What you will do: Could you reproduce every one of the records below word for word, without altering anything?
** BEGIN Entries supplied **
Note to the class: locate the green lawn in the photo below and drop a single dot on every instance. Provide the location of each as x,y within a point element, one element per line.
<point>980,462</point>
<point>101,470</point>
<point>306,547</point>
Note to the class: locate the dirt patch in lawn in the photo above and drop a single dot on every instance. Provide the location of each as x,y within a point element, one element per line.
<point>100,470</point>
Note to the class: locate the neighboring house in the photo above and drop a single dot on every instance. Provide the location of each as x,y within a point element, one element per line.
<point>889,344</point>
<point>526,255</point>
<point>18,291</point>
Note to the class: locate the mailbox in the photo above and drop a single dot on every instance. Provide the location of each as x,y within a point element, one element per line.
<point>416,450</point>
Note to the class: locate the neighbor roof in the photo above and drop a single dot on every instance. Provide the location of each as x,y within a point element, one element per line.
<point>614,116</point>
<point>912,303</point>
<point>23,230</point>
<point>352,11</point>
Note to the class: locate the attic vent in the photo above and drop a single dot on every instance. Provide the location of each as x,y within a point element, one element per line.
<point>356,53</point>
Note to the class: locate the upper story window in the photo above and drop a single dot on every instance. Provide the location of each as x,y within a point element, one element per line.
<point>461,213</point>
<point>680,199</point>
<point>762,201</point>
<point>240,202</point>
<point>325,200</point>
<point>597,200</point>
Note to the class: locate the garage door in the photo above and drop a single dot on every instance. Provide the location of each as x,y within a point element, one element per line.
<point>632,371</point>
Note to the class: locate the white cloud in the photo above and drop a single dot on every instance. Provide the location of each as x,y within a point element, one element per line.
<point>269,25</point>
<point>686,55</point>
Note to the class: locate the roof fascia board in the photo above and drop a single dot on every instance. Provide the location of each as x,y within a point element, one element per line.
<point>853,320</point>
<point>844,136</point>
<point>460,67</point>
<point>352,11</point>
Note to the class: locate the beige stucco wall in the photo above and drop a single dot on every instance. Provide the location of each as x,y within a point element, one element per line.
** END Entries supplied **
Solved problem:
Note to the class: locate the green lawn in the photo below and drop a single dot on every instance. Provide the location of each as x,y within a point element, one element per line.
<point>980,462</point>
<point>101,470</point>
<point>306,547</point>
Note to the class: locate the dirt patch in lawn in the photo above and drop a single dot on every instance. Provide the location of each as x,y within a point element, one element per line.
<point>100,470</point>
Note to the class: locate the neighboring house in the photo above and drop a single dot on every instance. Provide the location of each as x,y within a point element, one element per line.
<point>889,344</point>
<point>526,255</point>
<point>18,291</point>
Note to the class: locate the mailbox in the photo above and drop a single dot on every instance. Provide the location of each as x,y within a point element, one element per line.
<point>416,450</point>
Note to the class: locate the neighbor roof in the photo above and drop a single dot on every instance. Provide the location of each as x,y within a point element, one element per line.
<point>614,116</point>
<point>912,303</point>
<point>23,230</point>
<point>352,11</point>
Note to the class: locate the attic vent in the photo above and drop a single dot on every instance. Provide the location of each as x,y within a point element, one element per line.
<point>356,53</point>
Note to the class: locate the upper story window in the photo above and drop a single dot on every instance. Provide the location of each as x,y within a point element, one element per line.
<point>461,213</point>
<point>680,199</point>
<point>762,201</point>
<point>240,202</point>
<point>325,200</point>
<point>597,200</point>
Note to the class: locate the garage door in the photo above and drop a single dot on every instance. Provide the location of each as x,y within a point element, one element per line.
<point>632,371</point>
Note to the class: locate the white cloud in the photo above and drop a single dot on every instance. Provide the location of each as x,y within a point element, one element per line.
<point>269,25</point>
<point>686,55</point>
Note to the class: locate the roof fascia board in the photo above and drop a single dot on every instance. Provide the location of each as x,y within a point element, one element per line.
<point>853,320</point>
<point>844,136</point>
<point>460,67</point>
<point>352,11</point>
Note to the class: locate the beige stucco wall in the photo above and drop a single dot on every instance. Provide the location of each as x,y within a point element, one element per line.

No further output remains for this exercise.